__Source extract__.
The words "break bread" are quite a familiar expression. Again, "Christ our Passover is sacrificed for us, therefore let us keep the feast, not with old leaven, neither with the leaven of malice and wickedness, but with the unleavened bread of sincerity and truth." In which passage, instead of any literal feast occurring to the sacred writer, a mental feast is the only one he proceeds to mention; and the unleavened bread of the Passover, instead of suggesting to his mind the sacred elements in the Eucharist, is to him but typical of something moral, "sincerity and truth."

It is not provable from Scripture that the Lord's Supper is generally necessary to salvation. The sixth chapter of St. John does not necessarily refer to the subject. Many excellent men alive deny such reference, and many dead have denied it.

__Dataset extract__.

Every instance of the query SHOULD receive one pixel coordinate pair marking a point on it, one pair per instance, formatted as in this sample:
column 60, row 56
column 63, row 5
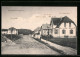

__Exercise objective__.
Pick up the passage on the Lord's Supper after its final sentence and continue it. The material is separate from the passage on the Lord's Supper.

__Expected answer__.
The words in which the celebration of the holy Eucharist is spoken of by St. Luke and St. Paul (breaking bread) are very simple: they are applicable to a common meal as much as to the Sacrament; and they only do not exclude, they in no respect introduce the full and awful meaning which the Church has ever put upon them.

St. John says, "If we confess our sins, He is faithful and just to forgive us our sins, and to cleanse us from all unrighteousness." Why (it is asked) is nothing said here concerning absolution, or the Lord's Supper, as the means of forgiveness? Certainly, then, the tone of the New Testament is unsacramental; and the impression it leaves on the mind is not that of a priesthood and its attendant system.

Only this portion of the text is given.